_Set problem_. Copy the listing below in full, changing each "Objective" to "Goal" and keeping every other character the same.

* Begin Material *

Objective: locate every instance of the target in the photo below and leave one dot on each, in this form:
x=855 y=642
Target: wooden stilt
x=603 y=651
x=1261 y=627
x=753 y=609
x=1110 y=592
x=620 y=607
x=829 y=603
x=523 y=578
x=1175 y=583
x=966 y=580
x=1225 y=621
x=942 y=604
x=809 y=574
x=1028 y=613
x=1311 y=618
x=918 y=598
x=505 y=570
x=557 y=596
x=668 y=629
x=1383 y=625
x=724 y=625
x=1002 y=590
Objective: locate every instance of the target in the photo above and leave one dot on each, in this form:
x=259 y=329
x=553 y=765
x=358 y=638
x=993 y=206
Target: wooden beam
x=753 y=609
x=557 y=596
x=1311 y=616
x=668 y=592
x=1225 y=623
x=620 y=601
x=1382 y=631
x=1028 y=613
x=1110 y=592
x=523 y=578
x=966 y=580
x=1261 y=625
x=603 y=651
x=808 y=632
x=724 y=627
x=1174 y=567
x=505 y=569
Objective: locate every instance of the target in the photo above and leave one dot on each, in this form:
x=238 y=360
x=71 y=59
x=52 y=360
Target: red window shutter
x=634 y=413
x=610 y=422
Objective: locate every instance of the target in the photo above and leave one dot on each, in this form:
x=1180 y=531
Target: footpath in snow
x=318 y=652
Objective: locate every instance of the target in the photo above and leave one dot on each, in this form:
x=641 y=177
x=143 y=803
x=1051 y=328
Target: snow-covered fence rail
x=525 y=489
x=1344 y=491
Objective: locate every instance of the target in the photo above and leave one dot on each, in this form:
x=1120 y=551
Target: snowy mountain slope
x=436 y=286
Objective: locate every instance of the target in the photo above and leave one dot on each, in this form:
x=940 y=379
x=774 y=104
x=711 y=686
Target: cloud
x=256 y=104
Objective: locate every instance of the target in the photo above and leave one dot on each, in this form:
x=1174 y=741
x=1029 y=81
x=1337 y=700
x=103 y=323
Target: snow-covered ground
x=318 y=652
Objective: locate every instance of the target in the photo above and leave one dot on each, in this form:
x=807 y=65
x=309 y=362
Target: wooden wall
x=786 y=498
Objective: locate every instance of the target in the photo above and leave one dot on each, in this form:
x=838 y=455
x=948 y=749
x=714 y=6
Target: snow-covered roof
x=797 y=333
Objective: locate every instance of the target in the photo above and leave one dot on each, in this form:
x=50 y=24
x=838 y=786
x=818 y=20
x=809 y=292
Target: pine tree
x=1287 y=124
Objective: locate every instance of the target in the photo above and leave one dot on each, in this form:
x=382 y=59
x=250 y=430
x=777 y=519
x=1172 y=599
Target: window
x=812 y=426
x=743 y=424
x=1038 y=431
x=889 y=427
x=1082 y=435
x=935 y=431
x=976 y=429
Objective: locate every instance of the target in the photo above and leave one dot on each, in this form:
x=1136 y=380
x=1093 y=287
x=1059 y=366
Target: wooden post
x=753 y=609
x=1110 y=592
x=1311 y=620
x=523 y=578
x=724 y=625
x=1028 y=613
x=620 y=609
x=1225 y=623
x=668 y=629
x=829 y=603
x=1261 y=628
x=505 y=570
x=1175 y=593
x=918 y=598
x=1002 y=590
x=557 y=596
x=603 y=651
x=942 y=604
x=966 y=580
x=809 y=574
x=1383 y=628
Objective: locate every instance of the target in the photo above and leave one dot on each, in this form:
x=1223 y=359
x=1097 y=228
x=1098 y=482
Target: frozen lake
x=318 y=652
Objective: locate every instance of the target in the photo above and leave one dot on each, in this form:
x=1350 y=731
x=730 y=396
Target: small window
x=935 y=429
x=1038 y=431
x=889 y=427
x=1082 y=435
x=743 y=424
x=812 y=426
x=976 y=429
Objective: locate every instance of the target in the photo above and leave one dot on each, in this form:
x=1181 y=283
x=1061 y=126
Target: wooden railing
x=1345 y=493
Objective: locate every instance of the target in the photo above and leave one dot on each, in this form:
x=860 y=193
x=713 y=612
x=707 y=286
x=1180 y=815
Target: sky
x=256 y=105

* End Material *

_Task response_.
Goal: locate every instance of the target in the photo below and leave one dot on each, in this form:
x=855 y=642
Target: wooden stilt
x=603 y=651
x=1261 y=627
x=753 y=609
x=1110 y=592
x=620 y=607
x=829 y=603
x=523 y=578
x=1175 y=583
x=966 y=580
x=1225 y=621
x=942 y=604
x=809 y=574
x=1028 y=613
x=1311 y=618
x=918 y=598
x=505 y=570
x=557 y=596
x=668 y=629
x=1383 y=625
x=724 y=625
x=1002 y=590
Goal: locate every instance of the target in the photo above and leave one dot on each, in this form:
x=259 y=329
x=553 y=765
x=358 y=638
x=993 y=206
Target: wooden beam
x=753 y=609
x=557 y=596
x=1311 y=616
x=668 y=592
x=1225 y=623
x=620 y=601
x=1382 y=631
x=1028 y=613
x=1110 y=592
x=523 y=578
x=966 y=580
x=1261 y=625
x=603 y=651
x=808 y=632
x=724 y=627
x=1174 y=567
x=505 y=569
Goal: locate every instance of the target in the photo above and leave one dot on each, in this form:
x=238 y=360
x=71 y=59
x=52 y=360
Target: red window shutter
x=634 y=413
x=610 y=422
Goal: locate every instance of the target in the photo above and leave one dot on each, in this form:
x=1180 y=531
Target: footpath in snow
x=318 y=652
Goal: locate every instance of the target in the photo above and leave one dot on each, in this form:
x=641 y=177
x=143 y=803
x=1051 y=328
Target: snow-covered fence rail
x=525 y=489
x=1344 y=491
Goal: locate every instance of the target in the photo above and leave one dot on each, in this form:
x=1120 y=551
Target: snowy mountain slope
x=436 y=286
Goal: locate every instance of the target in the photo above and leave one dot on each, in this form:
x=940 y=379
x=774 y=104
x=711 y=686
Target: cloud
x=256 y=104
Goal: locate every instance of the target in the photo above and leave one dot on each, in this form:
x=1174 y=741
x=1029 y=81
x=1337 y=700
x=103 y=323
Target: snow-covered ground
x=318 y=652
Goal: locate every instance of the target in the photo above and leave one dot on each, in this form:
x=807 y=65
x=309 y=362
Target: wooden wall
x=786 y=498
Goal: locate every instance of the target in the photo above and leave one dot on each, in this form:
x=838 y=455
x=948 y=749
x=714 y=6
Target: snow-covered roof
x=797 y=333
Goal: locate every instance of the target in the photo above and leave one dot on each, in this form:
x=50 y=24
x=838 y=786
x=818 y=20
x=809 y=292
Target: pine tree
x=1287 y=124
Goal: locate every instance of the target in the photo above and leave one dot on each, in this form:
x=382 y=59
x=250 y=430
x=777 y=519
x=1172 y=599
Target: window
x=812 y=426
x=743 y=424
x=1038 y=431
x=889 y=427
x=1082 y=435
x=935 y=431
x=976 y=429
Goal: locate every instance of the target in the photo above and leave one dot on each, in this form:
x=1136 y=380
x=1093 y=287
x=1059 y=366
Target: wooden post
x=753 y=609
x=1110 y=592
x=1311 y=620
x=523 y=578
x=724 y=625
x=1028 y=613
x=620 y=609
x=1225 y=623
x=668 y=629
x=829 y=603
x=1261 y=628
x=505 y=570
x=1175 y=593
x=918 y=598
x=1002 y=590
x=557 y=596
x=603 y=651
x=942 y=604
x=966 y=580
x=809 y=574
x=1383 y=628
Goal: locate every instance of the target in the photo above and leave one dot on each, in this form:
x=1223 y=359
x=1097 y=228
x=1098 y=482
Target: frozen lake
x=318 y=652
Goal: locate every instance of the target in the photo above and leave one dot on each, in this form:
x=1350 y=731
x=730 y=396
Target: small window
x=935 y=429
x=1038 y=431
x=889 y=427
x=1082 y=435
x=743 y=424
x=812 y=426
x=976 y=429
Goal: locate every instance of the target in the photo above and leave one dot on each, in this form:
x=1181 y=283
x=1061 y=126
Target: wooden railing
x=1345 y=493
Goal: locate every instance of the target in the photo above and leave one dot on each, in this form:
x=860 y=193
x=713 y=612
x=707 y=286
x=1180 y=815
Target: sky
x=256 y=105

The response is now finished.